Instructions for the task: When you repeat the entries, reproduce each line exactly and omit every picture.

Exercise inputs:
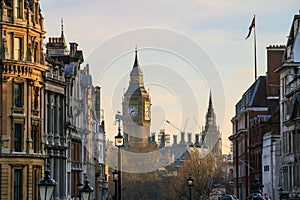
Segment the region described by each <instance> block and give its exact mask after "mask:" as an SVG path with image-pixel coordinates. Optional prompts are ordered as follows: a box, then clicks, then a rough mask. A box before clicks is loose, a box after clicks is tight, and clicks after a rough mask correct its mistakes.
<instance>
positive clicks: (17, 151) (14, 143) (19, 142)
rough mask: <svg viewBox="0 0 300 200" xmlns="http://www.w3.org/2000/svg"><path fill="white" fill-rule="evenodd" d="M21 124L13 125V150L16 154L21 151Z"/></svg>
mask: <svg viewBox="0 0 300 200" xmlns="http://www.w3.org/2000/svg"><path fill="white" fill-rule="evenodd" d="M22 135H23V134H22V124H15V135H14V136H15V137H14V149H15V151H16V152H21V151H22Z"/></svg>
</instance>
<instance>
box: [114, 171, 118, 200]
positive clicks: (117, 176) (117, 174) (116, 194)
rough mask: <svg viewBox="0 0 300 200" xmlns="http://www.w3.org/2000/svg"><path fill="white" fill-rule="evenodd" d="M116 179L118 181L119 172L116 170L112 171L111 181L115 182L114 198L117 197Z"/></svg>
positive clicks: (115, 197)
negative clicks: (112, 172) (112, 176)
mask: <svg viewBox="0 0 300 200" xmlns="http://www.w3.org/2000/svg"><path fill="white" fill-rule="evenodd" d="M118 181H119V172H118V171H117V170H115V171H113V182H115V195H114V198H113V199H114V200H116V199H117V198H118V196H119V195H118Z"/></svg>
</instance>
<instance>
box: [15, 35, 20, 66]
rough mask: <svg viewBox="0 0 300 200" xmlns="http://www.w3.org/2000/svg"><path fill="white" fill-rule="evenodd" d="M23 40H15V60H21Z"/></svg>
mask: <svg viewBox="0 0 300 200" xmlns="http://www.w3.org/2000/svg"><path fill="white" fill-rule="evenodd" d="M21 41H22V39H21V38H18V37H15V38H14V59H15V60H21Z"/></svg>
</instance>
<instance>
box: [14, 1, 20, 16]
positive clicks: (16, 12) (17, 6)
mask: <svg viewBox="0 0 300 200" xmlns="http://www.w3.org/2000/svg"><path fill="white" fill-rule="evenodd" d="M21 1H22V0H15V17H16V18H22V11H21V5H22V4H21Z"/></svg>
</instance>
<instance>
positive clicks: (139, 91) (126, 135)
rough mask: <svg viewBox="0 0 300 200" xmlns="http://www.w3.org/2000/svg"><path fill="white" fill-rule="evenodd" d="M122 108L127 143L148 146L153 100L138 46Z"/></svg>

Solution to this task:
Segment the region described by each <instance> block and give its exact mask after "mask:" as an SVG path with image-pixel coordinates. Optional prompts are ordered as follows: a box, then clicks, then a rough mask. A box before clicks is loose, a box after clicks is tight, and clicks after a rough mask correct its mistakes.
<instance>
positive clicks: (17, 151) (14, 143) (19, 142)
rough mask: <svg viewBox="0 0 300 200" xmlns="http://www.w3.org/2000/svg"><path fill="white" fill-rule="evenodd" d="M21 124L13 125V150L16 154L21 151Z"/></svg>
mask: <svg viewBox="0 0 300 200" xmlns="http://www.w3.org/2000/svg"><path fill="white" fill-rule="evenodd" d="M22 135H23V134H22V124H15V135H14V136H15V137H14V149H15V151H16V152H21V151H22Z"/></svg>
</instance>
<instance>
box: [114, 171, 118, 200]
positive clicks: (117, 176) (117, 174) (116, 194)
rough mask: <svg viewBox="0 0 300 200" xmlns="http://www.w3.org/2000/svg"><path fill="white" fill-rule="evenodd" d="M116 179L118 181L119 172L116 170L112 171L111 181L115 182L114 198L117 197Z"/></svg>
positive clicks: (115, 197)
negative clicks: (112, 172) (112, 176)
mask: <svg viewBox="0 0 300 200" xmlns="http://www.w3.org/2000/svg"><path fill="white" fill-rule="evenodd" d="M118 181H119V172H118V171H117V170H115V171H113V182H115V195H114V198H113V199H114V200H116V199H117V198H118V196H119V195H118Z"/></svg>
</instance>
<instance>
box: [15, 35, 20, 66]
rough mask: <svg viewBox="0 0 300 200" xmlns="http://www.w3.org/2000/svg"><path fill="white" fill-rule="evenodd" d="M23 40H15V60H21Z"/></svg>
mask: <svg viewBox="0 0 300 200" xmlns="http://www.w3.org/2000/svg"><path fill="white" fill-rule="evenodd" d="M21 41H22V39H21V38H18V37H15V38H14V59H15V60H21Z"/></svg>
</instance>
<instance>
box: [14, 1, 20, 16]
positive clicks: (16, 12) (17, 6)
mask: <svg viewBox="0 0 300 200" xmlns="http://www.w3.org/2000/svg"><path fill="white" fill-rule="evenodd" d="M21 1H22V0H15V17H16V18H22V11H21V5H22V4H21Z"/></svg>
</instance>
<instance>
positive clicks: (139, 91) (126, 135)
rough mask: <svg viewBox="0 0 300 200" xmlns="http://www.w3.org/2000/svg"><path fill="white" fill-rule="evenodd" d="M122 108L127 143L148 146L153 100L138 46Z"/></svg>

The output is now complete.